Task goal: Transcribe the records below exactly, leaving out any pictures.

_ _ _ _

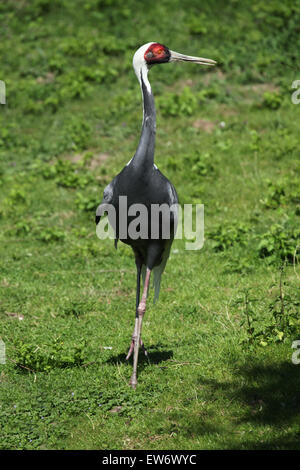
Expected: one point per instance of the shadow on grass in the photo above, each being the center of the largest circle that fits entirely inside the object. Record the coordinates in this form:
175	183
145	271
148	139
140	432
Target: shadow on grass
269	398
156	355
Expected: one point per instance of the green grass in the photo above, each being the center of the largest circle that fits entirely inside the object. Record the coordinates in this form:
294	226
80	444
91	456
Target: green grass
220	338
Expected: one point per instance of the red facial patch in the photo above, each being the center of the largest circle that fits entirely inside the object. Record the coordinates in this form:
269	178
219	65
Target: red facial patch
157	53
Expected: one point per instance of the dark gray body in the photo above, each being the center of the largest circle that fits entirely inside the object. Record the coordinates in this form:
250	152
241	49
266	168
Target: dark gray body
142	183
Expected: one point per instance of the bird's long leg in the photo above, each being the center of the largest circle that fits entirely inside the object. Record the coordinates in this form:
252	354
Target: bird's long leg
141	312
138	263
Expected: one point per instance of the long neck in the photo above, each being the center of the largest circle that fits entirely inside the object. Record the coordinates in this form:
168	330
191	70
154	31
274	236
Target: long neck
144	155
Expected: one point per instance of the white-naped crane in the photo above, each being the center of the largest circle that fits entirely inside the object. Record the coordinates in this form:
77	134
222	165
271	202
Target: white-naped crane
142	183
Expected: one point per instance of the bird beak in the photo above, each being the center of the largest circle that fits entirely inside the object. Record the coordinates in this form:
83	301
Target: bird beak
176	57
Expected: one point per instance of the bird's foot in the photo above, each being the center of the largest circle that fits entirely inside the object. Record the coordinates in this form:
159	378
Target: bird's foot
133	381
131	348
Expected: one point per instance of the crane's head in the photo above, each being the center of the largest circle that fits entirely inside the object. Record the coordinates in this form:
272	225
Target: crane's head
154	53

_ _ _ _

Solution to the exercise:
Expected: one point per instance of the shadow on grass in the photo above, each being the center of the largest circle that fits entirely inside the object. Record the coordinates in this form:
175	183
145	271
148	139
140	432
Target: shadow on grass
269	398
156	355
Expected: one point per instance of the green grass in the photo above, each being the center of the largest circle that fits entirely inside the object. Record the coordinates in this form:
294	226
80	444
91	456
Target: green grass
220	338
Expected: one point per instance of the red facial patch in the photo above, each being the center of the largest circle that fits entirely inside the object. Record the coordinates in this form:
269	178
219	65
Target: red facial patch
157	53
Expected: one point per instance of the dark gray body in the photo above, each being the center of the largest circle that fits entirely inside the object. Record the coordinates in this form:
250	152
241	49
266	168
Target: dark gray body
142	183
Expected: one point per instance of the bird's long leg in the photo above, each being the center of the largest circle that fits entirely inside the object. Record the coordinates in this form:
252	354
Target: bird's long leg
141	312
138	263
Expected: one point per instance of the long neck in the photo above, each being the center of the largest circle that fits entirely inside the object. Record the coordinates in this form:
168	330
191	70
154	31
274	236
Target: long neck
144	155
Expected: one point per instance of the white-naped crane in the photo above, each being the center of the largest circle that fits entirely inside the object. Record the coordinates in this form:
77	134
222	165
271	202
Target: white-naped crane
142	183
Expected: one point per instance of the bird beak in the photo above, each being the center of the largest circle that fits entirely inside the object. Record the coordinates in this form:
83	301
Target: bird beak
176	57
Expected: one point per instance of the bird's foot in the photo above, each being the center of the largest circle that fits entirely inside the object. Record the coordinates in this form:
159	378
Target: bird's foot
133	381
131	348
Expected: one point per instance of the crane's head in the photo above, each being the center of the largest circle that fits entirely inside the object. Record the coordinates in this form:
272	225
Target: crane's head
154	53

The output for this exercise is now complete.